(Items from a labeling collection)
--- BEGIN ---

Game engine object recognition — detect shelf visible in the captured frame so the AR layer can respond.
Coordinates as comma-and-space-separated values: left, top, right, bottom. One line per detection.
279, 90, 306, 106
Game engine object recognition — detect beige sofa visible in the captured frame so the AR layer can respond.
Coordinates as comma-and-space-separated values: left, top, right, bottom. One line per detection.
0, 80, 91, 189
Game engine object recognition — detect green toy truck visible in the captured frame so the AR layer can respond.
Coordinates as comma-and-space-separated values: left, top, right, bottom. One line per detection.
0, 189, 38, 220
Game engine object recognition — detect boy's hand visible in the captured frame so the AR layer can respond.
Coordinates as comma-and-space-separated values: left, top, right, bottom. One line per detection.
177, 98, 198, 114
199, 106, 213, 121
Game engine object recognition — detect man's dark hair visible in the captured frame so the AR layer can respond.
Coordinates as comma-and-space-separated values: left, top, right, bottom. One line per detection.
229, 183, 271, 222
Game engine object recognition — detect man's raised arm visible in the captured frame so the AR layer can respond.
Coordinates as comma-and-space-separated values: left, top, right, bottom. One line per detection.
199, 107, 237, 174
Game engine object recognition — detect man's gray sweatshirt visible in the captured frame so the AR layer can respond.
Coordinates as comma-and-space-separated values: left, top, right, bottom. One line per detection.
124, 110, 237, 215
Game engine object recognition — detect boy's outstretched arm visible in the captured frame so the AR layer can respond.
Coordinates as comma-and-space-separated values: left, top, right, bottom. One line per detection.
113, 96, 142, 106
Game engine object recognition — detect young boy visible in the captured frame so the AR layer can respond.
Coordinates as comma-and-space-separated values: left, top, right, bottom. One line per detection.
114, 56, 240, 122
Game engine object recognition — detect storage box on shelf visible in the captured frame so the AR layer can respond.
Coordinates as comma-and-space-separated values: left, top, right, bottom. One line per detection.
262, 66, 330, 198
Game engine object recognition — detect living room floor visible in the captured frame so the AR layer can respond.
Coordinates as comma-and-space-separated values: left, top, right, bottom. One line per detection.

--- END ---

#### PROBLEM REQUIREMENTS
Please copy the lines of the records word for word, starting with the line that contains "Game engine object recognition — detect man's raised" and going on through the line that contains "124, 110, 237, 215".

#### WRITTEN RESPONSE
Game engine object recognition — detect man's raised arm visible in the captured frame so the AR layer can respond.
Coordinates as comma-and-space-separated values: left, top, right, bottom. One line per detection.
199, 107, 237, 174
Game engine object recognition — detect man's gray sweatshirt visible in the captured frame so the AR layer can respond.
Coordinates as comma-and-space-separated values: left, top, right, bottom. One line per detection.
124, 110, 237, 215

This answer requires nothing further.